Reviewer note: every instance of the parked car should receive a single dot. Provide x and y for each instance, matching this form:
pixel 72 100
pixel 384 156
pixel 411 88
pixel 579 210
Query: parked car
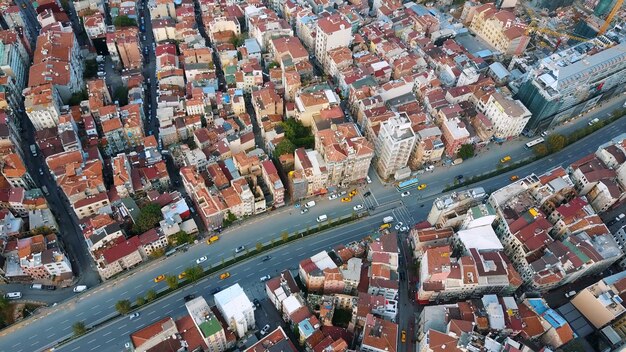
pixel 79 288
pixel 265 329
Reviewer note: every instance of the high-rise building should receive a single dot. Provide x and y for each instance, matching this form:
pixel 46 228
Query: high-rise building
pixel 573 80
pixel 394 144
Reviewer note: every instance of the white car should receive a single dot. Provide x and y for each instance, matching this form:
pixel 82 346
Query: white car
pixel 79 288
pixel 265 329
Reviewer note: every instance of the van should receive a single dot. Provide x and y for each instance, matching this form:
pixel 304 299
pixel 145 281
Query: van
pixel 13 295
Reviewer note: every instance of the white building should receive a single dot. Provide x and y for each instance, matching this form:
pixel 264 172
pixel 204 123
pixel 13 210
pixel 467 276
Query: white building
pixel 394 144
pixel 236 309
pixel 210 329
pixel 508 116
pixel 332 32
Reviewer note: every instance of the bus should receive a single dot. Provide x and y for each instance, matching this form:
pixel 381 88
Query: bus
pixel 534 142
pixel 405 185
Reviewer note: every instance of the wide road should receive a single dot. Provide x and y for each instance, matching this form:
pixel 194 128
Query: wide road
pixel 99 305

Task to carry out
Word for word, quote the lines above. Omit the pictures.

Exercise response
Reviewer note: every instance of the parked car should receive a single dot. Provide x and y for each instance, matching this form:
pixel 72 100
pixel 384 156
pixel 411 88
pixel 579 210
Query: parked car
pixel 79 288
pixel 265 329
Reviewer note: every instance of the high-rise building should receive a single dot. Provide x and y for each instance, matching this form:
pixel 46 228
Query: high-rise building
pixel 573 80
pixel 394 144
Reviewer note: every instance of the white car should receive a single dot. Provide x and y for each instance, matching this form:
pixel 82 346
Query: white car
pixel 79 288
pixel 265 329
Reviewer note: every instance of the van should receive a single dot. Provide x and y for each instance, matching this form:
pixel 304 299
pixel 145 281
Query: van
pixel 13 295
Reviewer note: every instance of the white building should receive a single dot. Provide x and y for each instance, matching this form:
pixel 264 172
pixel 204 123
pixel 13 210
pixel 467 276
Query: white building
pixel 394 144
pixel 236 309
pixel 210 329
pixel 508 116
pixel 332 32
Reviewer note: every instance of the bus should receive a single dot. Provide x and y for each instance, matching this form:
pixel 381 88
Query: bus
pixel 534 142
pixel 405 185
Reviewer note: every instance of the wide road should receive a single dot. Provide x and y for each instance, matching this form:
pixel 194 128
Query: wide road
pixel 99 305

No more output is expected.